*DATASET ENTRIES:*
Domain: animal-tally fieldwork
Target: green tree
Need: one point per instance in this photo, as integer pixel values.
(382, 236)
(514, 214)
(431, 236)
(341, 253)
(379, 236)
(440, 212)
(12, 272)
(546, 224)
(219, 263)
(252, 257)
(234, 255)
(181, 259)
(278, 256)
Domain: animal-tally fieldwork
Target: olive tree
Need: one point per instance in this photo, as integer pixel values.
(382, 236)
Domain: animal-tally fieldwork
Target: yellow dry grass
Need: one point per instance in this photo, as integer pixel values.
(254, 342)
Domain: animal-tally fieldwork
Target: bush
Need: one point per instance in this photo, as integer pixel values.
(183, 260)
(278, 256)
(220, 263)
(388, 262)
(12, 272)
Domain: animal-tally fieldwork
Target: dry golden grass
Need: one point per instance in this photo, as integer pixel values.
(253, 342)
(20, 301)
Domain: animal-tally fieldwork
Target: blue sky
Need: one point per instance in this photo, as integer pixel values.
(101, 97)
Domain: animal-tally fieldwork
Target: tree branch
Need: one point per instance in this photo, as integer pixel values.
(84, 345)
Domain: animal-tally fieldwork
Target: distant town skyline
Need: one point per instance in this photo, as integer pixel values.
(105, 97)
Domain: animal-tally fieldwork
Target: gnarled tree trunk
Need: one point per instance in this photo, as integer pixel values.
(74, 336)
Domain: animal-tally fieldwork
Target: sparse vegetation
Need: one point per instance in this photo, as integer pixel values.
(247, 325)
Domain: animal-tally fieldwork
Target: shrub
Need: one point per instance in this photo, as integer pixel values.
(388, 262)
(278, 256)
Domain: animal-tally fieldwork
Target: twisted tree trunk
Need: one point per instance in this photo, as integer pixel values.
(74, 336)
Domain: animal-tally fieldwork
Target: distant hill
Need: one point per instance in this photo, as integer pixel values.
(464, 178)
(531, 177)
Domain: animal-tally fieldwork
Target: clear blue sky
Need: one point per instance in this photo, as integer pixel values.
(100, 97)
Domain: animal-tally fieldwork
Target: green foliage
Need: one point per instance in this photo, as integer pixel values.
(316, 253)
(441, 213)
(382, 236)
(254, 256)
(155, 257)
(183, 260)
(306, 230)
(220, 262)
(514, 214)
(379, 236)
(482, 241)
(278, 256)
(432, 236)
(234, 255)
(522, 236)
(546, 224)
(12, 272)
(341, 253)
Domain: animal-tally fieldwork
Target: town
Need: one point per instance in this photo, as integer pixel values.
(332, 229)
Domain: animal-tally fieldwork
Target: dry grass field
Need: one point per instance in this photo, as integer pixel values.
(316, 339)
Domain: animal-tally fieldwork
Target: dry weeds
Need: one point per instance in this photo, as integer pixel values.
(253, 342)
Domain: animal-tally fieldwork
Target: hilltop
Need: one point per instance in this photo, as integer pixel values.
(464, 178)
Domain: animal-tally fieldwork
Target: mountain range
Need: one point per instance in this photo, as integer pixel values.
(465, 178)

*TO BE DONE:* Find each line in the rows above that contains the word "distant", and copy those lines out in full.

*FINAL RESULT:*
Target: distant town skyline
Target: distant hill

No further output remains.